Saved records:

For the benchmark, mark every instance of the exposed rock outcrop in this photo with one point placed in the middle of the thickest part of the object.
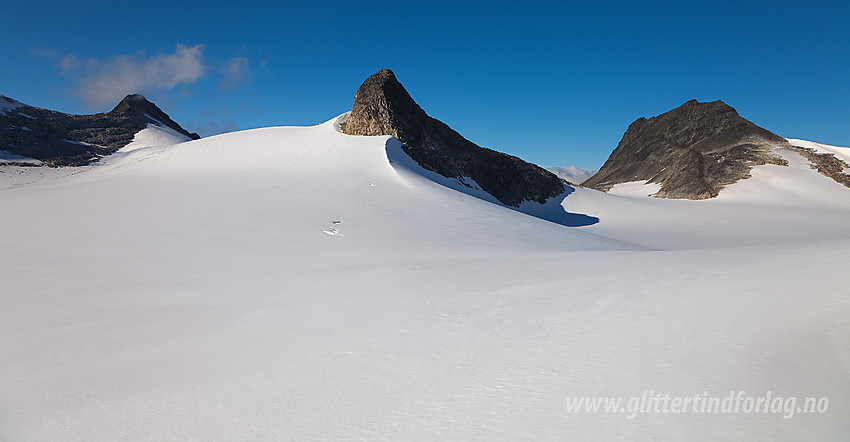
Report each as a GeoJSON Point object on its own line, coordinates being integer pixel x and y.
{"type": "Point", "coordinates": [383, 107]}
{"type": "Point", "coordinates": [826, 164]}
{"type": "Point", "coordinates": [693, 151]}
{"type": "Point", "coordinates": [59, 139]}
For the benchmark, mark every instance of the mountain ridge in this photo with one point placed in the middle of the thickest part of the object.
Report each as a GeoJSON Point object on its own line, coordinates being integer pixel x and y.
{"type": "Point", "coordinates": [59, 139]}
{"type": "Point", "coordinates": [693, 151]}
{"type": "Point", "coordinates": [383, 107]}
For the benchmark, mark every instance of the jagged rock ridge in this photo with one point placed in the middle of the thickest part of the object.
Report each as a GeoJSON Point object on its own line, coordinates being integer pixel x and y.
{"type": "Point", "coordinates": [383, 107]}
{"type": "Point", "coordinates": [693, 151]}
{"type": "Point", "coordinates": [59, 139]}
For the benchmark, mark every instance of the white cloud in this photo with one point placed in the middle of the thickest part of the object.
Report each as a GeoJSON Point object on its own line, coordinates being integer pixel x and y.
{"type": "Point", "coordinates": [68, 62]}
{"type": "Point", "coordinates": [571, 173]}
{"type": "Point", "coordinates": [104, 82]}
{"type": "Point", "coordinates": [236, 71]}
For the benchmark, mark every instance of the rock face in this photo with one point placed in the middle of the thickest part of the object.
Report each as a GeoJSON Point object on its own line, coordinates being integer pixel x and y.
{"type": "Point", "coordinates": [693, 151]}
{"type": "Point", "coordinates": [383, 107]}
{"type": "Point", "coordinates": [59, 139]}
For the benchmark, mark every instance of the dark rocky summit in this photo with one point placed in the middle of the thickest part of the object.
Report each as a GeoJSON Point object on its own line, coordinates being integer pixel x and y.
{"type": "Point", "coordinates": [383, 107]}
{"type": "Point", "coordinates": [693, 151]}
{"type": "Point", "coordinates": [59, 139]}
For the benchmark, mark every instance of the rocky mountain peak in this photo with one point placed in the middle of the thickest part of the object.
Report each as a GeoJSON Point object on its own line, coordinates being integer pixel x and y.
{"type": "Point", "coordinates": [382, 106]}
{"type": "Point", "coordinates": [693, 151]}
{"type": "Point", "coordinates": [60, 139]}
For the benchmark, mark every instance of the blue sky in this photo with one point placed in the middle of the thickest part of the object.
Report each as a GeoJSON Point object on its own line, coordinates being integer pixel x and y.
{"type": "Point", "coordinates": [555, 83]}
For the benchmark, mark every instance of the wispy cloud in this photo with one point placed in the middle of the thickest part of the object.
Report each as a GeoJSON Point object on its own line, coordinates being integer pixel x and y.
{"type": "Point", "coordinates": [102, 82]}
{"type": "Point", "coordinates": [234, 73]}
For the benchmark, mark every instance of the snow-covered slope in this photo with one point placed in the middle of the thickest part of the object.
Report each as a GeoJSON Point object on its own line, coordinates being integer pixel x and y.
{"type": "Point", "coordinates": [778, 204]}
{"type": "Point", "coordinates": [296, 283]}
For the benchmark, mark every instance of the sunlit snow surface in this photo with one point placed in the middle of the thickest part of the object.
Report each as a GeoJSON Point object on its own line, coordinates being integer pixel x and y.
{"type": "Point", "coordinates": [193, 292]}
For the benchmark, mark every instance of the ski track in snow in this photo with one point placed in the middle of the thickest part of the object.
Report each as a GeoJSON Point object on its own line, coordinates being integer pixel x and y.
{"type": "Point", "coordinates": [183, 291]}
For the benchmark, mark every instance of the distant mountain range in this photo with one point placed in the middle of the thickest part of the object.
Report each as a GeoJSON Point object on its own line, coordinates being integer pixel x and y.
{"type": "Point", "coordinates": [692, 151]}
{"type": "Point", "coordinates": [571, 174]}
{"type": "Point", "coordinates": [697, 149]}
{"type": "Point", "coordinates": [60, 139]}
{"type": "Point", "coordinates": [383, 107]}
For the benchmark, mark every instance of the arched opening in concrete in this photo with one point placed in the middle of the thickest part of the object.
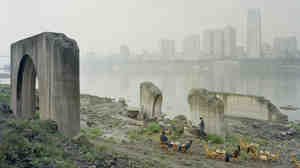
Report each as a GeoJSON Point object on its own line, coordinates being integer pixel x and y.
{"type": "Point", "coordinates": [157, 106]}
{"type": "Point", "coordinates": [26, 88]}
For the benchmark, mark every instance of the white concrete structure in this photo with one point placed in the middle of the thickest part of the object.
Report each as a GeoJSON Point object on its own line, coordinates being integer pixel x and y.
{"type": "Point", "coordinates": [229, 42]}
{"type": "Point", "coordinates": [150, 101]}
{"type": "Point", "coordinates": [52, 59]}
{"type": "Point", "coordinates": [191, 46]}
{"type": "Point", "coordinates": [248, 106]}
{"type": "Point", "coordinates": [254, 34]}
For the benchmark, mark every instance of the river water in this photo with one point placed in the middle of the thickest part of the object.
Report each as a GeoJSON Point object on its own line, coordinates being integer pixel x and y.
{"type": "Point", "coordinates": [281, 84]}
{"type": "Point", "coordinates": [277, 82]}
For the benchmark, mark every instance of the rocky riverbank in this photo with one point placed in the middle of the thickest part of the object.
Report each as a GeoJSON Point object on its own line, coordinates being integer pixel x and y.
{"type": "Point", "coordinates": [110, 138]}
{"type": "Point", "coordinates": [141, 138]}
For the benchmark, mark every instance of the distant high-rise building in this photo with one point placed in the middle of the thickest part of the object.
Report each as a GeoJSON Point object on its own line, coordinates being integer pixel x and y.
{"type": "Point", "coordinates": [218, 44]}
{"type": "Point", "coordinates": [124, 52]}
{"type": "Point", "coordinates": [208, 42]}
{"type": "Point", "coordinates": [266, 50]}
{"type": "Point", "coordinates": [229, 42]}
{"type": "Point", "coordinates": [167, 48]}
{"type": "Point", "coordinates": [285, 46]}
{"type": "Point", "coordinates": [254, 34]}
{"type": "Point", "coordinates": [240, 52]}
{"type": "Point", "coordinates": [191, 46]}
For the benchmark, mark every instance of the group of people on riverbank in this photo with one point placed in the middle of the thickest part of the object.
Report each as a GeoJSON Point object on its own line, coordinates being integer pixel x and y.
{"type": "Point", "coordinates": [186, 146]}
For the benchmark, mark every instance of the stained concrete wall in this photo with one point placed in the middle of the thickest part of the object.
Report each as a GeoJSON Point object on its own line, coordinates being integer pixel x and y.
{"type": "Point", "coordinates": [55, 60]}
{"type": "Point", "coordinates": [150, 100]}
{"type": "Point", "coordinates": [249, 106]}
{"type": "Point", "coordinates": [210, 108]}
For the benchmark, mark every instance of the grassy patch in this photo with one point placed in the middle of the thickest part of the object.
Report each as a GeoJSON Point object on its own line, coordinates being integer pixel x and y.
{"type": "Point", "coordinates": [134, 135]}
{"type": "Point", "coordinates": [216, 139]}
{"type": "Point", "coordinates": [92, 133]}
{"type": "Point", "coordinates": [153, 128]}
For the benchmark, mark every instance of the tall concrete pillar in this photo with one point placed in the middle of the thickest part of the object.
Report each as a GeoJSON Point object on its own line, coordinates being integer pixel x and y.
{"type": "Point", "coordinates": [150, 100]}
{"type": "Point", "coordinates": [53, 59]}
{"type": "Point", "coordinates": [210, 108]}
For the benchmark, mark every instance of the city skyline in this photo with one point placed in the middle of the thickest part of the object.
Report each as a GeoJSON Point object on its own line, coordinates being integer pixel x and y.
{"type": "Point", "coordinates": [102, 28]}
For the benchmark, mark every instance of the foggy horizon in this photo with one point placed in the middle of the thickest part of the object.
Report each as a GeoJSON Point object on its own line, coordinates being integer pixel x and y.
{"type": "Point", "coordinates": [102, 27]}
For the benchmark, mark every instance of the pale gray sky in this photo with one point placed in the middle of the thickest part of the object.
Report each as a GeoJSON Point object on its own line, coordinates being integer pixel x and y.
{"type": "Point", "coordinates": [103, 25]}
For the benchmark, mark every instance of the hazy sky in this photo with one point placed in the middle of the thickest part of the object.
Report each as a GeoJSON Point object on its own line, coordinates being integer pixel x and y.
{"type": "Point", "coordinates": [103, 25]}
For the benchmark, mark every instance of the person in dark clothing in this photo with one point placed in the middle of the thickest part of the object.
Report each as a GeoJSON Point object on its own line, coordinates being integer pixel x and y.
{"type": "Point", "coordinates": [186, 146]}
{"type": "Point", "coordinates": [237, 152]}
{"type": "Point", "coordinates": [227, 156]}
{"type": "Point", "coordinates": [164, 139]}
{"type": "Point", "coordinates": [202, 127]}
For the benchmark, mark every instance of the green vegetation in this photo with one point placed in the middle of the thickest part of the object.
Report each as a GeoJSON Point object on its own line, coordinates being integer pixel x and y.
{"type": "Point", "coordinates": [38, 144]}
{"type": "Point", "coordinates": [92, 133]}
{"type": "Point", "coordinates": [215, 139]}
{"type": "Point", "coordinates": [37, 115]}
{"type": "Point", "coordinates": [134, 135]}
{"type": "Point", "coordinates": [153, 128]}
{"type": "Point", "coordinates": [5, 94]}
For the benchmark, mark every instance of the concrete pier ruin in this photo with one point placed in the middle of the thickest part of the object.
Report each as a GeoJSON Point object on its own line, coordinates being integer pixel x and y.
{"type": "Point", "coordinates": [210, 108]}
{"type": "Point", "coordinates": [150, 101]}
{"type": "Point", "coordinates": [52, 59]}
{"type": "Point", "coordinates": [250, 106]}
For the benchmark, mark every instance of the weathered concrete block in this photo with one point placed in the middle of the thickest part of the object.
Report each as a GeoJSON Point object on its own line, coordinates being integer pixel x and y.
{"type": "Point", "coordinates": [249, 106]}
{"type": "Point", "coordinates": [210, 108]}
{"type": "Point", "coordinates": [150, 100]}
{"type": "Point", "coordinates": [53, 59]}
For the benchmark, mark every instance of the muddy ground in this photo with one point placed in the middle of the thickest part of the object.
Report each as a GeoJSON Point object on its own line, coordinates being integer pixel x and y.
{"type": "Point", "coordinates": [124, 135]}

▶ **Directions**: Copy the lines exactly, starting at the line that contains "For the benchmark, mark every instance of the muddy" and ending with the last line of the records, both included.

▶ **Solved problem**:
For the benchmark, mark every instance of the muddy ground in this photo with one point placed in the middle of the thickest part of the object.
Report each as a GeoJSON Point object on its own line, coordinates being integer pixel x and y.
{"type": "Point", "coordinates": [124, 135]}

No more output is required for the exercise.